## Esercizio 1
Secondo il testo sul disease mongering, di quanto è aumentato l'uso di statine dopo che l'OMS ha abbassato il valore di riferimento del colesterolo normale?
## Esercizio 2
Trascrivi fedelmente dal testo sul disease mongering il brano compreso fra "Ora, se la salute" e "grassi nel sangue.", includendo entrambi gli estremi.

## Testo proposto
+-------+
Se ne parla ormai da un decennio (il primo articolo del Sole 24 Ore a citarlo è addirittura del 2014!) ma con l’avvento della crisi sanitaria da coronavirus e i recenti tentativi dell’OMS di riscrivere le linee guide sanitarie mondiali (con il Trattato pandemico nato sulla scia proprio di quella pandemia) il cosiddetto ‘disease mongering‘ torna ad essere un argomento scottante. Non a caso ne è tornato a parlare il quotidiano La Verità, partendo da un fatto ovvio, ma spesso dimenticato: i concetti di ‘salute’ e ‘malattia’ non sono facilmente etichettabili in modo oggettivo, ma sono frutto di una valutazione fatta dagli esperti mondiali della sanità; questioni che stanno proprio al centro del citato disease mongering.



Prima del 2011 al concetto di salute quegli esperti dell’OMS (che erano ancora poco, per così dire, ‘influenzabili’ da Big Pharma) associavano “lo stato di completo benessere fisico, mentale e sociale”; mentre oggi si parla di “capacità di adattamento e di auto gestirsi di fronte alle sfide sociali, fisiche ed emotive”. Differentemente (e qui veniamo al succo del disease mongering) la malattia si vorrebbe incanalare in una serie di parametri quantitativi, che misurano singole variazioni e scompensi dell’organismo: così la malattia diventa una fenomeno a sé stante, autonomo, ma non tanto per il benessere del paziente (che non è e non può essere quantitativo), quanto per quello di Big Pharma.



Cos’è il disease mongering e perché Big Pharma lo sfrutta per aumentare le vendite

Ora, se la salute è un concetto labile associato al benessere e la malattia è un’entità autonoma, per misurare quest’ultima basterà impostare dei parametri definiti che fanno scattare l’allarme e la necessità di assumere farmaci: il disease mongering è la ‘tattica’ adottata da chi quei farmaci li vende (Big Pharma) per rendere più ampi i parametri della malattia. Non a caso (ricorda La Verità) quando l’OMS ha deciso di abbassare il valore di riferimento del colesterolo normale, è aumentato del 360% (trecentosessanta) l’uso di statine, farmaci che riducono l’accumulo di grassi nel sangue.
+-------+
## Voci mostrate

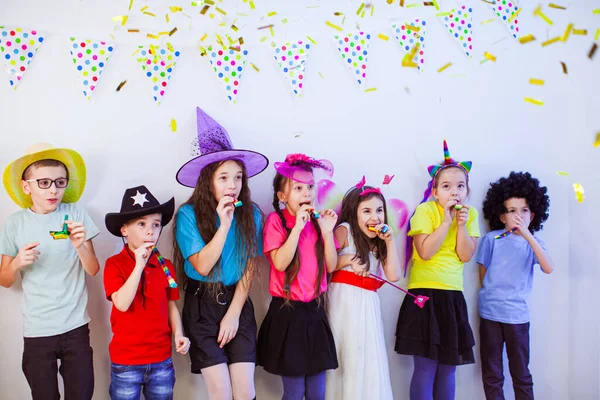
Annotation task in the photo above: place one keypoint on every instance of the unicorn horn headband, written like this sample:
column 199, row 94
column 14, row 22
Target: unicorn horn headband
column 433, row 171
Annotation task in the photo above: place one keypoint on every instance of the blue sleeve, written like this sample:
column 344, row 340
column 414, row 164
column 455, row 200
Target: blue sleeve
column 486, row 248
column 259, row 230
column 188, row 237
column 541, row 242
column 8, row 245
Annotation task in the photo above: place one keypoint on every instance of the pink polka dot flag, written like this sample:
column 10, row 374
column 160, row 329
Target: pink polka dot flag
column 460, row 26
column 505, row 10
column 17, row 49
column 158, row 63
column 291, row 59
column 408, row 34
column 90, row 58
column 354, row 49
column 228, row 65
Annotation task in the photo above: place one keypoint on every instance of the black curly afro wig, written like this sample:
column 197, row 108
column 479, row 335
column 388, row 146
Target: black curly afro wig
column 518, row 185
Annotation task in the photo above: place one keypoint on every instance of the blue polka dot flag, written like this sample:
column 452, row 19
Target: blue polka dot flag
column 354, row 49
column 158, row 64
column 291, row 59
column 410, row 34
column 17, row 48
column 228, row 65
column 90, row 58
column 459, row 24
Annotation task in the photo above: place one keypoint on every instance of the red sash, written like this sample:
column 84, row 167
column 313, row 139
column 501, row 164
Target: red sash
column 350, row 278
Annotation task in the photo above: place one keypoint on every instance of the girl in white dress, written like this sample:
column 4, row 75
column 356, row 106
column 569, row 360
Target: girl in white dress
column 366, row 247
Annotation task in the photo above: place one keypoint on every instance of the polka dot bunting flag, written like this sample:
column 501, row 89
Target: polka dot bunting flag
column 354, row 49
column 17, row 48
column 229, row 65
column 408, row 34
column 90, row 58
column 291, row 59
column 158, row 64
column 506, row 10
column 460, row 25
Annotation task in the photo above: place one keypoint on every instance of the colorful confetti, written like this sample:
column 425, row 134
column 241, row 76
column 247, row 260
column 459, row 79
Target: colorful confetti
column 409, row 35
column 489, row 56
column 444, row 67
column 567, row 32
column 526, row 39
column 17, row 47
column 551, row 41
column 564, row 66
column 118, row 89
column 157, row 64
column 579, row 192
column 354, row 49
column 459, row 25
column 534, row 101
column 90, row 58
column 507, row 11
column 556, row 6
column 228, row 66
column 538, row 13
column 592, row 51
column 291, row 59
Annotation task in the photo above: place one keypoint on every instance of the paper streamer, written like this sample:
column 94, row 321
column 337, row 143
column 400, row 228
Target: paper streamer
column 90, row 58
column 158, row 63
column 354, row 49
column 506, row 10
column 408, row 37
column 291, row 59
column 17, row 48
column 228, row 65
column 460, row 25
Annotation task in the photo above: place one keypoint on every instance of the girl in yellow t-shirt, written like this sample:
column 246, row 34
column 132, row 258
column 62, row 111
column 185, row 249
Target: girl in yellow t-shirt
column 443, row 233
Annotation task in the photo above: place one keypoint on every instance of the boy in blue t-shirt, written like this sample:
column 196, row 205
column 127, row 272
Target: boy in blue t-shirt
column 515, row 207
column 49, row 245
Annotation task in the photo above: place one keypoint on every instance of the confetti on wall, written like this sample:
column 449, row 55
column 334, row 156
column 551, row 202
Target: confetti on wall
column 17, row 48
column 90, row 58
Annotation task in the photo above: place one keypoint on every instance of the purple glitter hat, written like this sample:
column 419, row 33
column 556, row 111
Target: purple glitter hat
column 215, row 145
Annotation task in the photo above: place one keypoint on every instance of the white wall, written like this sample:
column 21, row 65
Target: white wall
column 125, row 140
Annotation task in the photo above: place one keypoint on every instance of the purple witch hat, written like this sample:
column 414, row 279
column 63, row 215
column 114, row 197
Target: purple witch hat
column 215, row 145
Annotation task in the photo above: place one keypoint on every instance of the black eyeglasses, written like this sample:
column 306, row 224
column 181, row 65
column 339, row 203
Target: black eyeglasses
column 45, row 183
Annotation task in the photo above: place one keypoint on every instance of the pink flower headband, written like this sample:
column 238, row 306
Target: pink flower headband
column 363, row 181
column 299, row 167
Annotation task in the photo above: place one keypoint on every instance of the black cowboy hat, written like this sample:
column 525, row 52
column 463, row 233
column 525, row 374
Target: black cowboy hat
column 134, row 206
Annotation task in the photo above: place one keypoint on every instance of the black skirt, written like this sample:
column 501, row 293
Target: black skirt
column 439, row 331
column 296, row 339
column 201, row 317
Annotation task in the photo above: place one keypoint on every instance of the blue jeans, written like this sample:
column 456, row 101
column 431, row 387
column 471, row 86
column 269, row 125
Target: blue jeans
column 155, row 380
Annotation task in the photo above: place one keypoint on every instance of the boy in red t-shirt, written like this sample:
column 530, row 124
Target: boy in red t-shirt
column 144, row 314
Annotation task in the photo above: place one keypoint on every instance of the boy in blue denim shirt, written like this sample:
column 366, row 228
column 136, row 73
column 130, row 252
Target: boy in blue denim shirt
column 49, row 245
column 515, row 207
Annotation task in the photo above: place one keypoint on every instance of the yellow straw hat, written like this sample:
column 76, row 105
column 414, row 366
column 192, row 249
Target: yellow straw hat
column 45, row 151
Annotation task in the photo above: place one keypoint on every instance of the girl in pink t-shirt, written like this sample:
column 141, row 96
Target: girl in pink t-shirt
column 295, row 340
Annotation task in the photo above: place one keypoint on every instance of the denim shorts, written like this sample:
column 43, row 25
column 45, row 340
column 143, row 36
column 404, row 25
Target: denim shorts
column 156, row 381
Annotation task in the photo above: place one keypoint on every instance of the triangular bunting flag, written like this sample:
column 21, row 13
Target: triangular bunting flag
column 354, row 49
column 507, row 11
column 90, row 58
column 229, row 65
column 411, row 36
column 17, row 47
column 291, row 59
column 460, row 25
column 158, row 64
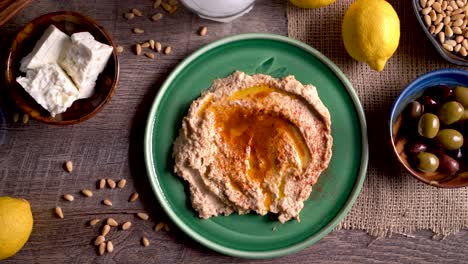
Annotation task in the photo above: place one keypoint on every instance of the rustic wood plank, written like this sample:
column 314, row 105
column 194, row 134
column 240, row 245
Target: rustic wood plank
column 110, row 146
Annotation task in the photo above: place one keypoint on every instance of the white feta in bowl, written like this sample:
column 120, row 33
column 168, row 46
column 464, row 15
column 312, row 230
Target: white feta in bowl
column 84, row 60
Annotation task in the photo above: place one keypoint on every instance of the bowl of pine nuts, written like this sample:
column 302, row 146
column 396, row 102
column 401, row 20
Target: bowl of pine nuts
column 445, row 24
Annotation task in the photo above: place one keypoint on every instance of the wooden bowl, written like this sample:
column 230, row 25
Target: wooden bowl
column 23, row 44
column 450, row 77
+-------+
## Risultato atteso 1
Del 360%.

## Risultato atteso 2
Ora, se la salute è un concetto labile associato al benessere e la malattia è un’entità autonoma, per misurare quest’ultima basterà impostare dei parametri definiti che fanno scattare l’allarme e la necessità di assumere farmaci: il disease mongering è la ‘tattica’ adottata da chi quei farmaci li vende (Big Pharma) per rendere più ampi i parametri della malattia. Non a caso (ricorda La Verità) quando l’OMS ha deciso di abbassare il valore di riferimento del colesterolo normale, è aumentato del 360% (trecentosessanta) l’uso di statine, farmaci che riducono l’accumulo di grassi nel sangue.